Евгений Жаринов - Фэнтези и детектив — жанры современной англо-американской беллетристики
А щит у короля был из чистого незамутненного золота — йо-хо-хо! И сиял он, как само Солнце, и зеленая трава вспыхнула своим зеленым пламенем, умирая под копытами белоснежного скакуна.
И тогда утро все-таки наступило, и ветер подул вдруг с моря, а тьма начала отступать, и полчища Мондора дрогнули, наконец, и ужас объял их сердца, и побежали враги, и гибли они, как трава, под копытами гнева, что топтал их.
И тут все как один всадники Рохана возвысили голос свой и запели, и так пели они и убивали они ради одной только радости — радости битвы, и звуки той песни были прекрасны и ужасны одновременно, и достигли они ушей тех, кто защищал сейчас Город.»(24)
Цвета белый и солнечно-золотой оказываются на стороне короля Теодена и его воинов. Именно своим волевым усилием эти люди способны были повлиять на космические силы и приблизить наступление утра. Таким образом получается, что движение войск непосредственно сопряжено с космическими силами. Но может ли происходить нечто подобное и в реалистической эпопее Л. Толстого «Война и мир»? На первый взгляд этот вопрос кажется наивным и не имеющим под собой серьезного основания. Однако и здесь следует непосредственно обратиться к тексту.

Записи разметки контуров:

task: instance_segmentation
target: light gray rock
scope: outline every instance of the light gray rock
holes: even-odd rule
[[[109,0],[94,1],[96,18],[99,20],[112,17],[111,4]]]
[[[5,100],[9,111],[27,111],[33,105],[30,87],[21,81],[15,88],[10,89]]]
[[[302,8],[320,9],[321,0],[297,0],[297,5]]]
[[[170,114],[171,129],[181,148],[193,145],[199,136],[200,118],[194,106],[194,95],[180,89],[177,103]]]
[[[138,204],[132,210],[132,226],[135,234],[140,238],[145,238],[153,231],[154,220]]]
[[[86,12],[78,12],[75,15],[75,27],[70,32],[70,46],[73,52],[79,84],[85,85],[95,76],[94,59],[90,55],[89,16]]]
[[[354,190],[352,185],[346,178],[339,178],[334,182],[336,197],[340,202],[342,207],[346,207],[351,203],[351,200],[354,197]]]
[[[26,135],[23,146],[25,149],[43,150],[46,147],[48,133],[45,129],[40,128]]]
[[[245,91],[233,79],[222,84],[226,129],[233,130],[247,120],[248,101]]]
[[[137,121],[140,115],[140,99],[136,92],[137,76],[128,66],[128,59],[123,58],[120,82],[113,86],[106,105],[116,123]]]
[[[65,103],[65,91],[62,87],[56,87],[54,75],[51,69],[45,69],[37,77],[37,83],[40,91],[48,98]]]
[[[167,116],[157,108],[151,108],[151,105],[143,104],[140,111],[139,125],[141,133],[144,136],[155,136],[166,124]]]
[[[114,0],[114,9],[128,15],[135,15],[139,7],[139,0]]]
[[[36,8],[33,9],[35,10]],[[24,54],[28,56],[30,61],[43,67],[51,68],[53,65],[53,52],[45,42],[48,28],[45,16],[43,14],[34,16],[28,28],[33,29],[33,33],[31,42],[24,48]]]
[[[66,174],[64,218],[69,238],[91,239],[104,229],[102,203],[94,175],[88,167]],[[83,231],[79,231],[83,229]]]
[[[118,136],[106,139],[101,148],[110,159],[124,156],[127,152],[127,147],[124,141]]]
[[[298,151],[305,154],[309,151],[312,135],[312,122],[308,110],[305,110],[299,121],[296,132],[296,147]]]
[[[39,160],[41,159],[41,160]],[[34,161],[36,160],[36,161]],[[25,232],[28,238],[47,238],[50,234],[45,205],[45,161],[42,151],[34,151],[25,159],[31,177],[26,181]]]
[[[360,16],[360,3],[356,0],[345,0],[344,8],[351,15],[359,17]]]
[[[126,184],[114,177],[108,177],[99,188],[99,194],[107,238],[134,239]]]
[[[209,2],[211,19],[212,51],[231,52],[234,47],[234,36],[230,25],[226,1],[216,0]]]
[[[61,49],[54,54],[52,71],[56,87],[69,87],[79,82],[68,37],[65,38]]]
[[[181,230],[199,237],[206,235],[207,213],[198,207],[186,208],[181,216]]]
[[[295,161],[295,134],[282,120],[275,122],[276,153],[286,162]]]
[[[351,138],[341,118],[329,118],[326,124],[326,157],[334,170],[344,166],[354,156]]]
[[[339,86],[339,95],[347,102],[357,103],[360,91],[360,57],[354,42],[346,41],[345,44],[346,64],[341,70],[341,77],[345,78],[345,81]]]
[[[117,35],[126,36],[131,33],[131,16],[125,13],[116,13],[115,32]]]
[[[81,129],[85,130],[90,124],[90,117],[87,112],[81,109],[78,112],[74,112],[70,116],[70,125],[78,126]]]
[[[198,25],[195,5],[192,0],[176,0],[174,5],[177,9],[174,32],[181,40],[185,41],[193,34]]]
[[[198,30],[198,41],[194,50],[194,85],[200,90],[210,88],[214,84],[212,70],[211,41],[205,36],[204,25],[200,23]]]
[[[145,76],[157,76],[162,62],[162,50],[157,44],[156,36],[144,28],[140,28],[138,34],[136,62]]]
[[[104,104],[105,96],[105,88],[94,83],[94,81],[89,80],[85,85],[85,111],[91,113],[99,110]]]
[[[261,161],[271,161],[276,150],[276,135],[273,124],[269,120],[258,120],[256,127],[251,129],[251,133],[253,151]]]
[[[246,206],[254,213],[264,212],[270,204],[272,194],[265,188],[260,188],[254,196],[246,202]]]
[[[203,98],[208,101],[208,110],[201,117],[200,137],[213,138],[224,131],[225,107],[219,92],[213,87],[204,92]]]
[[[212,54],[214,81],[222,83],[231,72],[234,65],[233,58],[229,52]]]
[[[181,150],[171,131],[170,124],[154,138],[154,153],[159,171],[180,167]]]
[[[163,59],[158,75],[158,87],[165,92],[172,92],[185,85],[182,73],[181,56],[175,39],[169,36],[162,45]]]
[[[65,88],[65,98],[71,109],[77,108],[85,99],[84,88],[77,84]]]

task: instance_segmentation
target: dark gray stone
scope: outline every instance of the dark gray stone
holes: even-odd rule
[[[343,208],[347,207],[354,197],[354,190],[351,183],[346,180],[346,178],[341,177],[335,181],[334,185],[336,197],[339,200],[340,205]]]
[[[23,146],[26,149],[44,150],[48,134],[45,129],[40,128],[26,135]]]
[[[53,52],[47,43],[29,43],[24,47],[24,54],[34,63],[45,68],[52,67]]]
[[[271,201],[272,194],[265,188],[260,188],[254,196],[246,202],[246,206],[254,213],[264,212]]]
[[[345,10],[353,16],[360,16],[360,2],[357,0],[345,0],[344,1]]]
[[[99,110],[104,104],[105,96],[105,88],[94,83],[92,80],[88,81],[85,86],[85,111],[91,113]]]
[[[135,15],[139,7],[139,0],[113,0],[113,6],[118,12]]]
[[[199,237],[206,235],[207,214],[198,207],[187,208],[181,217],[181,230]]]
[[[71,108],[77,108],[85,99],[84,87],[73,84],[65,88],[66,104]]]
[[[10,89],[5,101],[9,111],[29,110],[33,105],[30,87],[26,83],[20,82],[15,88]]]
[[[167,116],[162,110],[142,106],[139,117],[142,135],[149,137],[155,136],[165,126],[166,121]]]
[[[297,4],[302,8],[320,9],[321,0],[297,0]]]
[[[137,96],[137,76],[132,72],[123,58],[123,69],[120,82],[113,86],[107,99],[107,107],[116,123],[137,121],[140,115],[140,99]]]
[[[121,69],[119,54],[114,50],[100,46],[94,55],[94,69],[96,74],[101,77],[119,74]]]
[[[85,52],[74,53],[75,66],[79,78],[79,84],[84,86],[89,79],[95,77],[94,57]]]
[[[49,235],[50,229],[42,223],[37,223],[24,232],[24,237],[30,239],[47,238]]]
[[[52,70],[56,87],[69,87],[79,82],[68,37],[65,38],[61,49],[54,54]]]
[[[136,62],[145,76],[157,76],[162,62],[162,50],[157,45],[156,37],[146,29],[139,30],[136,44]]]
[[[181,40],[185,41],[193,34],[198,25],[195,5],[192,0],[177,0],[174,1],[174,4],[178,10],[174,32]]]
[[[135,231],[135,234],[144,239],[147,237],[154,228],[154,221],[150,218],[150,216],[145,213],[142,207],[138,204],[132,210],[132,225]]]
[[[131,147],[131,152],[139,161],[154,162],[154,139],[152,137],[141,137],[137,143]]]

## ЧТО СДЕЛАТЬ
1: Сверьте с отрывком три утверждения и для каждого ответьте «да» или «нет», точно приведя решающие слова отрывка: (а) щит у короля был из чистого золота; (б) ветер подул с гор; (в) цвета белый и солнечно-золотой оказываются на стороне полчищ Мондора.
2: Перечислите по отрывку все, что происходит с полчищами Мондора в предложении, которое начинается словами «И тогда утро все-таки наступило».

## ОТВЕТЫ
1:
(а) Да: «А щит у короля был из чистого незамутненного золота».
(б) Нет: «ветер подул вдруг с моря».
(в) Нет: «Цвета белый и солнечно-золотой оказываются на стороне короля Теодена и его воинов».

2:
1. Они дрогнули.
2. Ужас объял их сердца.
3. Враги побежали.
4. Они гибли, как трава, под копытами гнева.